- **Set exercise 1**
Using the reflection on divide and conquer below, explain in one to three sentences why its author says divide et impera is at odds with the One in the Spirit initiative.

>> START Text

This week we launch our weekly series of “One in the Spirit” blog posts with this reflection by the Reverend Peter Huang.
Divide et impera, or “divide and conquer” in English, has been a tried and true strategy for war and governance in history. When those in power pit opponents against each other or sow distrust and hostility among others, conquest becomes more feasible. At its core, divide et impera is at odds with our Diocese of Los Angeles’s One in the Spirit initiative, which focuses on “increasing our capacity to expand relationships and deepen connections across differences in order to strengthen our shared commitment to follow Jesus.”
Recently, The Gathering hosted a panel conversation and discussion on “Your Liberation is Our Liberation: Why Black Lives Matter to APA Christians” that illuminated the impact of divide et impera. The Gathering – a Space for Asian Pacific American Spirituality, is a ministry of our Diocese for Asian Pacific Americans (APAs) that seeks to address issues at the intersection of APA experiences, identity, and spirituality.
So, why haven’t Black lives mattered to Asian Pacific Americans? Why wouldn’t people of color – Blacks, Indigenous, Latinx, APAs, and others – come together in solidarity as marginalized people to fight for racial justice? Some of the conversations centered around how APAs being touted as the Model Minority was a racialized strategy by a white-dominant society to divide and conquer: pit minorities against each other as a way to not share power.
Dr. Ezer Kang, one of our panelists, shared that having a “model” group meant other groups become inferior.
As a Taiwanese/Japanese American growing up in the US, I remember being told that APAs were the “good” minority because we achieved in school and society and we never caused trouble like the Black and Brown folks did. Essentially, I was told to “not be like them” and assume that as long as I played by the rules, I can advance in society. The promised benefit of the Model Minority myth is that APAs are often seen as “white-adjacent,” sharing the privileges when being white enough. The Model Minority myth has driven a wedge between APAs and other POCs.

>> END Text

- **Set exercise 2**
Tally the lines of the rows below that contain the string "wall", where case counts, and give only the number.

>> START Input for this task

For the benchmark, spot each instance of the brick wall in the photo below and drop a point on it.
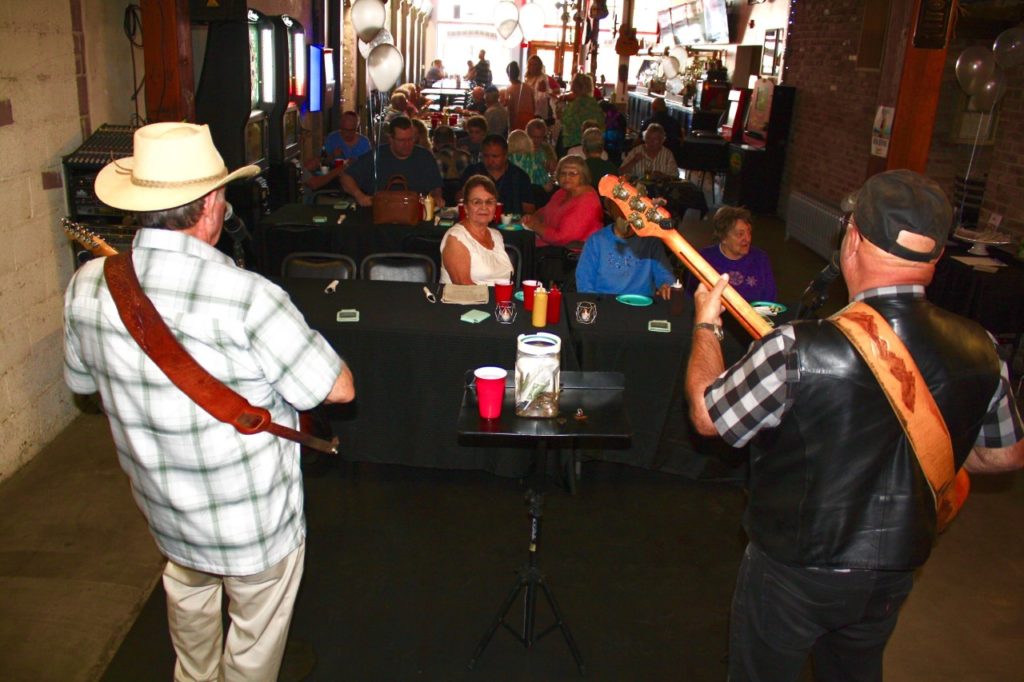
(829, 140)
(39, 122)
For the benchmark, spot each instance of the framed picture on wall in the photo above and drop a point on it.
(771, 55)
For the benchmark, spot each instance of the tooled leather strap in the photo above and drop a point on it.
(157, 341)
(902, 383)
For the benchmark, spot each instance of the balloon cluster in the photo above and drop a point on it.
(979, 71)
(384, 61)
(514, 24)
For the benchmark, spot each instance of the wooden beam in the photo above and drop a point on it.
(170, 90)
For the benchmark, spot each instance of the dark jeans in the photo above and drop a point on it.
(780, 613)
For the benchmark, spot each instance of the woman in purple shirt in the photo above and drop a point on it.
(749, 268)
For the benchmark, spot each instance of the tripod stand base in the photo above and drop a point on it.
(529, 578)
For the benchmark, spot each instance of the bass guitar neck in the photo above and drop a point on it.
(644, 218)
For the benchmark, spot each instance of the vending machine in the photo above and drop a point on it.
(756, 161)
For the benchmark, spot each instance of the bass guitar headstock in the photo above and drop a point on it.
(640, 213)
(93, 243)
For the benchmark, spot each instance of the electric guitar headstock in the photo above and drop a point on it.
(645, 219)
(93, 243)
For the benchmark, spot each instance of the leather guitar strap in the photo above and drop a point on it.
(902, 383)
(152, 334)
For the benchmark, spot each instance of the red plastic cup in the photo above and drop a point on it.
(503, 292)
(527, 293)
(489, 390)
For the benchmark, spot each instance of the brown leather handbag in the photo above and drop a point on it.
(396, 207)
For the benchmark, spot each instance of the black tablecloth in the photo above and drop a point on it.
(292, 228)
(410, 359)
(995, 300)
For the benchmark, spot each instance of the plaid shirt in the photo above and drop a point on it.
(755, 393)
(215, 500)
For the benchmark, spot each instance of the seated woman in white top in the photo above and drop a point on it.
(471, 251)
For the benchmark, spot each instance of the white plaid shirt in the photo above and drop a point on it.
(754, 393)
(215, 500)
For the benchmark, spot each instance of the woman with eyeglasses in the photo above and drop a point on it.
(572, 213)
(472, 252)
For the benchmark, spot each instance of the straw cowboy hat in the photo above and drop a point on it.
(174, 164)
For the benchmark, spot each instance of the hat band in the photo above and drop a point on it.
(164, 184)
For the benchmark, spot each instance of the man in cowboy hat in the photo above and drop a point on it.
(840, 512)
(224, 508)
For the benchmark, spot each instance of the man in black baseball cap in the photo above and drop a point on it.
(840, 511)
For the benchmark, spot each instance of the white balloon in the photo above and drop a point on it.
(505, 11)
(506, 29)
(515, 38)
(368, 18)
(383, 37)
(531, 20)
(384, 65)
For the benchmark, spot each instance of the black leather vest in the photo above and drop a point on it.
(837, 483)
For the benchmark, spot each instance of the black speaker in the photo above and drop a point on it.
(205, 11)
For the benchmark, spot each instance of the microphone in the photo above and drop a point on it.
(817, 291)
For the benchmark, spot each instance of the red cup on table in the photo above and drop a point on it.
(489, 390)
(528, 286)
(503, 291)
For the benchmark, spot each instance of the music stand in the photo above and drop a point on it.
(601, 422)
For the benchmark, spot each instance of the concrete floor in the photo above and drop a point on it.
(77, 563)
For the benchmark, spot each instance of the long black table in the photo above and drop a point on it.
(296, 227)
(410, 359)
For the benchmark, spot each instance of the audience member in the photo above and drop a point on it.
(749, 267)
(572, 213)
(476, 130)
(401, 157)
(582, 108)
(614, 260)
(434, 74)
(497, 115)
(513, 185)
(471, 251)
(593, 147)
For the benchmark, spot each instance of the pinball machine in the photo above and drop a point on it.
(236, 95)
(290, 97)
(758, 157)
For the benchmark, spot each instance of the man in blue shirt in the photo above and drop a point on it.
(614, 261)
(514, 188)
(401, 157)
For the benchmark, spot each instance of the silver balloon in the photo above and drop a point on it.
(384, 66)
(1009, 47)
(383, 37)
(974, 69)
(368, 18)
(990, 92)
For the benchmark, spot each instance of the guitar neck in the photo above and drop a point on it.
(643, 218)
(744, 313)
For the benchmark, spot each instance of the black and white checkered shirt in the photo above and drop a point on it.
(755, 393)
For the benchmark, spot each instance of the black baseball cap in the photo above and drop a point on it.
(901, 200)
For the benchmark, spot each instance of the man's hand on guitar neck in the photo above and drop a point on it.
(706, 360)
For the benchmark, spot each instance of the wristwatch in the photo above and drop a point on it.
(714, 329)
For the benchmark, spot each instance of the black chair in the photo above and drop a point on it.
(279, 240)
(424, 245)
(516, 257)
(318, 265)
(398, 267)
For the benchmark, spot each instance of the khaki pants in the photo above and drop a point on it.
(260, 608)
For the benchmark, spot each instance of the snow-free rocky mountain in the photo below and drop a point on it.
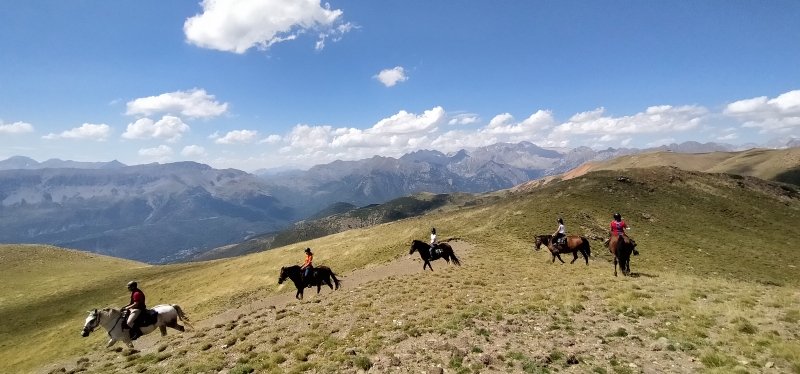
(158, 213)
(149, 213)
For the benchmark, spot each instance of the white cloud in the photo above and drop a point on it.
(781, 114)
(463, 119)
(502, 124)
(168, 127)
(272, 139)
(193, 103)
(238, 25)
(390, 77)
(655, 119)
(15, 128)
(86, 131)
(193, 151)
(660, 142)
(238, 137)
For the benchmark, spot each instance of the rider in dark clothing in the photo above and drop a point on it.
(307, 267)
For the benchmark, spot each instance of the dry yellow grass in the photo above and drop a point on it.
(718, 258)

>> END Input for this task

- **Correct result 1**
Divide et impera works by pitting opponents against each other and sowing distrust and hostility among them, which makes conquest easier. The One in the Spirit initiative aims to expand relationships and deepen connections across differences in order to strengthen a shared commitment to follow Jesus. The two pull in opposite directions: one divides people and the other joins them.

- **Correct result 2**
2